**Exercise directions**: Reproduce every one of the records below, line for line and without alteration, and omit the pictures from your answer.

**Data supplied**:
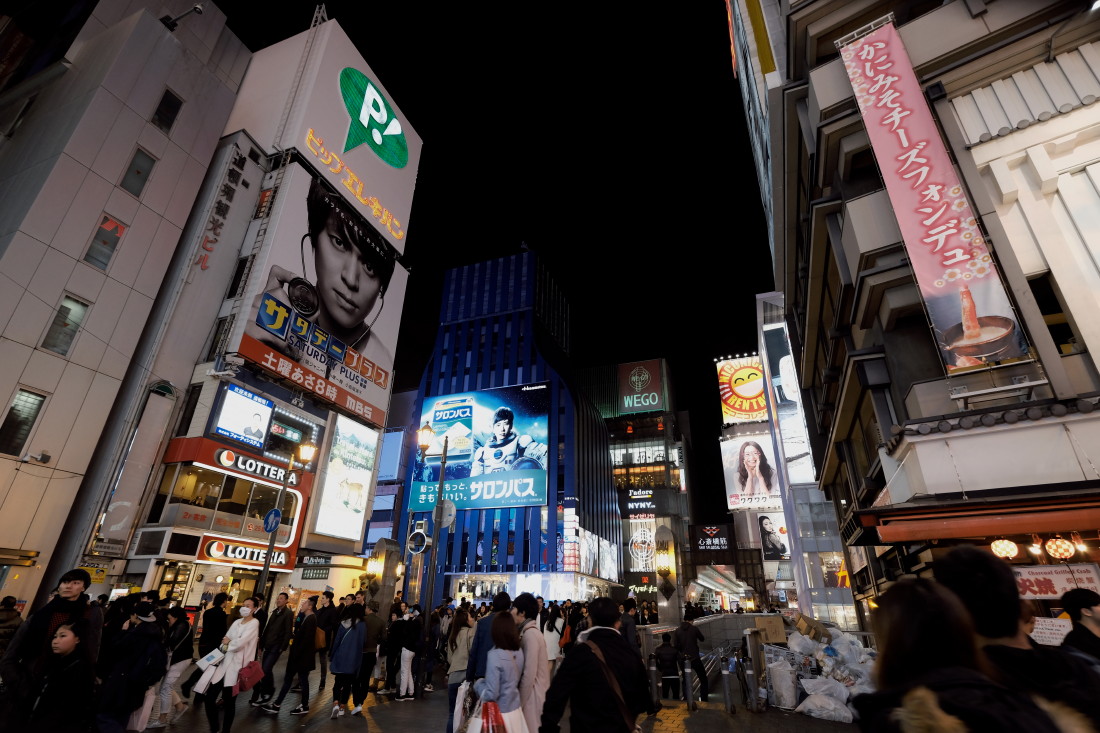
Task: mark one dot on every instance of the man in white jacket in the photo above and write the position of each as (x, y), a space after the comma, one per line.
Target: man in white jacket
(535, 679)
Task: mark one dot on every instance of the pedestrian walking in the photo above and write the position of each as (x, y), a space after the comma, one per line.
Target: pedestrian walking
(240, 647)
(299, 660)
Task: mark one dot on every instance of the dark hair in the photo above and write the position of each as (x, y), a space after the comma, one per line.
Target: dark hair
(461, 621)
(321, 206)
(743, 473)
(604, 612)
(502, 601)
(987, 587)
(527, 605)
(922, 626)
(505, 635)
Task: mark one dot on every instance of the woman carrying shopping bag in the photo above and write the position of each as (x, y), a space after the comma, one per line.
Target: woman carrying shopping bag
(499, 688)
(240, 647)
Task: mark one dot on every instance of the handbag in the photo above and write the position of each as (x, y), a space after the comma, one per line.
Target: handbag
(248, 677)
(211, 659)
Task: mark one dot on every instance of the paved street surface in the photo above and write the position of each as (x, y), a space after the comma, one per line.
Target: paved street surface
(429, 715)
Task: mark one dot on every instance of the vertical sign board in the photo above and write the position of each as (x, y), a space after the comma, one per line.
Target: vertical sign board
(965, 298)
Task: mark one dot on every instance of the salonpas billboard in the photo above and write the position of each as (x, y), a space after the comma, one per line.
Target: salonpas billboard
(325, 299)
(342, 120)
(496, 449)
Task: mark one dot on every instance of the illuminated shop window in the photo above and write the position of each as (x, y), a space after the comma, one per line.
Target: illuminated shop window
(65, 325)
(19, 420)
(105, 241)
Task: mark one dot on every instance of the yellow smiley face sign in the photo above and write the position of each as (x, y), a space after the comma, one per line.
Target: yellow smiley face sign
(741, 386)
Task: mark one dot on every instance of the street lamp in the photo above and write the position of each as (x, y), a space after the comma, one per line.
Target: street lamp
(306, 452)
(425, 437)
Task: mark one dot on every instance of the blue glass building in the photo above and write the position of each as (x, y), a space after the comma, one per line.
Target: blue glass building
(503, 324)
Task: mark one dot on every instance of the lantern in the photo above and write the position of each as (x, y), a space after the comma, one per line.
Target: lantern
(1059, 548)
(1004, 548)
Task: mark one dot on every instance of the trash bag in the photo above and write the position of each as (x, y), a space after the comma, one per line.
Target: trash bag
(825, 708)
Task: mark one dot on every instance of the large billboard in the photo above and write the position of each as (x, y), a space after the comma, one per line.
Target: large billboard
(964, 296)
(741, 386)
(348, 479)
(640, 386)
(342, 120)
(748, 467)
(496, 449)
(326, 301)
(787, 401)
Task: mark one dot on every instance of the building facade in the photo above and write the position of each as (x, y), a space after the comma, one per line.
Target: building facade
(927, 437)
(548, 521)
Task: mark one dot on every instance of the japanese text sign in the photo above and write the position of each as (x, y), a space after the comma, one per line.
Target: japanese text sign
(967, 304)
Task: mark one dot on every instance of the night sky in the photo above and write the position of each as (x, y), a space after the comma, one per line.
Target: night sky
(606, 137)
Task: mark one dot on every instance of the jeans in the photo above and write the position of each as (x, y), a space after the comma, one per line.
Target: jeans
(365, 675)
(407, 687)
(288, 682)
(228, 707)
(169, 679)
(266, 686)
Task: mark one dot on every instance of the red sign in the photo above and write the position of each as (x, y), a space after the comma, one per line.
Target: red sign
(966, 302)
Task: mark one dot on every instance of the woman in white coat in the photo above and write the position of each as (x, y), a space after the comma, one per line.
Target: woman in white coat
(240, 647)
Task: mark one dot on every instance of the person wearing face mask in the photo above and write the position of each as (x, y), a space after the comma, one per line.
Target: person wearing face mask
(240, 647)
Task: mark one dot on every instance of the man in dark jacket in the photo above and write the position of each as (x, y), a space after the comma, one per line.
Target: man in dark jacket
(629, 628)
(582, 679)
(136, 663)
(988, 589)
(328, 616)
(686, 641)
(300, 660)
(215, 625)
(32, 639)
(274, 641)
(483, 637)
(668, 666)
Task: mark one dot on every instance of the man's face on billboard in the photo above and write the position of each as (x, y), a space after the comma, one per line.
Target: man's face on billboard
(347, 282)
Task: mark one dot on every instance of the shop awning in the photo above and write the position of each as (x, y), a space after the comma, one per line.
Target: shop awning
(905, 523)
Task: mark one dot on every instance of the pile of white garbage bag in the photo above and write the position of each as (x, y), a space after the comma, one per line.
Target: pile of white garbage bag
(846, 671)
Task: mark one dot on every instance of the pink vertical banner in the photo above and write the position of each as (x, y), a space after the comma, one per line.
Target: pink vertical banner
(970, 312)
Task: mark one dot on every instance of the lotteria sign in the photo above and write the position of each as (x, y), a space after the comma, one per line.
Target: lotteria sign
(222, 550)
(237, 461)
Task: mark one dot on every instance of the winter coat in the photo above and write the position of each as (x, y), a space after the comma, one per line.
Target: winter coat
(215, 625)
(243, 637)
(135, 662)
(303, 656)
(479, 651)
(64, 696)
(501, 684)
(347, 655)
(10, 621)
(580, 682)
(668, 660)
(180, 642)
(957, 700)
(535, 680)
(278, 630)
(459, 657)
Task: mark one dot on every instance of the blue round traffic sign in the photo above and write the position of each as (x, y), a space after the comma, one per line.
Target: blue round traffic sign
(272, 520)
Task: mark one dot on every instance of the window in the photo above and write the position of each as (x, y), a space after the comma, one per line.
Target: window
(66, 324)
(166, 111)
(105, 241)
(19, 420)
(138, 172)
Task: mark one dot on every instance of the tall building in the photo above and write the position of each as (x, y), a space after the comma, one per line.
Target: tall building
(933, 172)
(527, 462)
(110, 121)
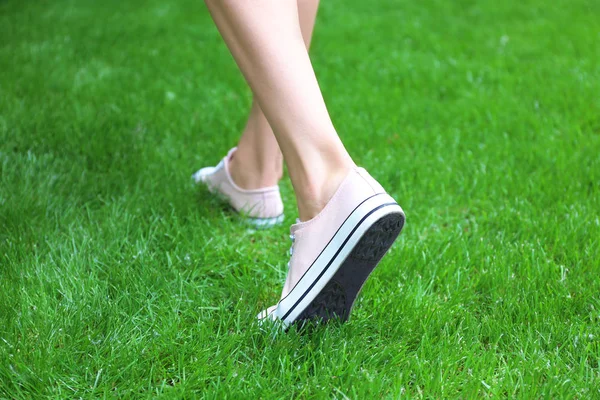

**Final result**:
Task: mark one dot on every instance of the man in white jacket in the photo above and write the position of each as (x, y), a space after the comma, one per line.
Target: man in white jacket
(535, 679)
Task: mark one dot on every instance of the pedestrian walking in the photo above and write the position of each as (x, y), a space after the comma, one per line.
Target: pedestrian walking
(240, 647)
(299, 660)
Task: mark one dot on every instance of the dark hair in the photo above and write the position of each as (x, y), a space after the comma, one per line.
Target: dark hair
(461, 621)
(321, 206)
(743, 473)
(604, 612)
(502, 601)
(987, 587)
(527, 605)
(922, 626)
(505, 635)
Task: mark one dot on every instance of the woman carrying shopping bag in the photo above and write the position of each as (x, y), a space after the comma, one per line.
Target: woman carrying shopping bag
(499, 688)
(240, 647)
Task: mark one dot on every instance of the handbag in the photo above and write the position of each as (x, y), a space after the comma, one per line.
Target: handbag
(248, 677)
(211, 659)
Task: mark one dot on every instance of the paved street surface in the photo above and write the position of each as (x, y), a space after the comma, one per line.
Target: paved street surface
(429, 715)
Task: mark one dot on every instance of the vertical sign board in the photo above and write the position of each as (x, y), a space after the comma, one per line.
Target: vertical sign board
(965, 298)
Task: mark one dot on every instance of the salonpas billboard in the photo above and write the position of each as (x, y), a space after the comma, one per line.
Target: salonpas billboard
(325, 299)
(342, 120)
(496, 449)
Task: mark one dot on every instance of the illuminated shop window in the photo above and write the position of each as (x, y), a space after the comma, one per line.
Target: illuminated shop window
(65, 325)
(19, 420)
(105, 241)
Task: mark one dot on every instance of the yellow smiley face sign in the photo above and write the position of each as (x, y), a space after the comma, one per line.
Target: yellow smiley face sign
(741, 386)
Task: mark one dot on every instance of the street lamp in the photo above and write the position of each as (x, y), a space after the comma, one per line.
Target: street lamp
(306, 452)
(425, 437)
Task: mark one dot on every instance of the blue glass building in the photo above and write the position of each as (x, y), a space after the comma, one per line.
Target: blue glass building
(503, 324)
Task: mark one dot on every instance of the lantern in the photo above and write the position of each as (x, y), a space after the comma, one per line.
Target: lantern
(1059, 548)
(1004, 548)
Task: mark one dot on every instance of the trash bag in the photo above and write the position of each as (x, y), a space after the comma, one per line.
Target: trash bag
(825, 708)
Task: mark one dot on every instance of the large billboard in the photo above and write the position of each as (x, y), a space after the comma, one per line.
Target: large billboard
(964, 296)
(741, 386)
(348, 479)
(640, 386)
(342, 120)
(748, 467)
(496, 449)
(326, 301)
(787, 401)
Task: mark one dot on every instance of the building facade in the photo above and write the position of each as (x, y), a space after the comma, one per line.
Target: building facade
(927, 437)
(548, 521)
Task: mark one dot on every instance of the japanese text sign in the photo above and write the position of each as (x, y), a space after the comma, one per line.
Target: japanese text sign
(967, 304)
Task: mark one dot on every instance of the night sky in the photo above and write the position of each as (x, y), a space after the comma, one per line.
Target: night sky
(606, 137)
Task: mark one dot on every instance of the jeans in the photo above and write the position of each as (x, y), a space after the comma, one per line.
Target: jeans
(365, 675)
(407, 687)
(288, 682)
(228, 707)
(169, 679)
(266, 686)
Task: mark one dot on every instance of the red sign in the photo above and write the position of each as (x, y), a space after the comma, one per line.
Target: red sign
(966, 302)
Task: mark one dot on every instance of the woman in white coat in the photo above and write the position of each as (x, y), a space after the comma, one per line.
Target: woman in white coat
(240, 647)
Task: mark one dot on every instance of the person wearing face mask in the photo above and write the position of each as (x, y), a space after the comma, one per line.
Target: person wearing face mask
(240, 647)
Task: mark one dot on every instance of the man in dark jacket in the photo above and write the position of each as (x, y), a space after the comma, one per line.
Target: man in dark jacket
(629, 628)
(582, 679)
(136, 663)
(988, 589)
(328, 616)
(686, 641)
(300, 660)
(215, 625)
(32, 639)
(274, 641)
(483, 637)
(668, 666)
Task: mark one dot on every instance of the man's face on billboard in the photo above and write the position of each as (x, y), a space after the comma, one per line.
Target: man's face on billboard
(347, 282)
Task: mark one dot on every instance of the shop awning in the photo above and write the position of each as (x, y), a space after the comma, one per line.
Target: shop awning
(905, 523)
Task: mark one dot on every instance of the pile of white garbage bag in the photo above and write the position of each as (x, y), a space after the comma, one per line.
Target: pile of white garbage bag
(846, 671)
Task: mark one dot on every instance of the pink vertical banner in the photo above and write the position of each as (x, y), a space after the comma, one per line.
Target: pink vertical banner
(970, 312)
Task: mark one dot on every instance of the lotteria sign in the photo above and write the position of each as (x, y), a space after the comma, one per line.
Target: lotteria sign
(222, 550)
(237, 461)
Task: mark one dot on every instance of the winter coat in the photo above and write the position of each as (x, y), a space after the comma, one per line.
Target: winter coat
(215, 625)
(243, 637)
(135, 662)
(303, 656)
(479, 651)
(64, 696)
(501, 684)
(347, 655)
(10, 621)
(580, 682)
(668, 660)
(180, 642)
(957, 700)
(535, 680)
(278, 630)
(459, 657)
Task: mark one dot on every instance of the blue round traffic sign in the photo above and write the position of each as (x, y), a space after the comma, one per line.
Target: blue round traffic sign
(272, 520)
Task: mark one dot on every instance of the window in the photo above and write the position of each as (x, y), a space after the comma, one per line.
Target: window
(66, 324)
(166, 111)
(105, 241)
(19, 420)
(138, 172)
Task: mark one dot on every instance of the tall building in the photo above and write the position of each as (x, y), a space after the comma, one per line.
Target: tall building
(933, 172)
(527, 462)
(110, 121)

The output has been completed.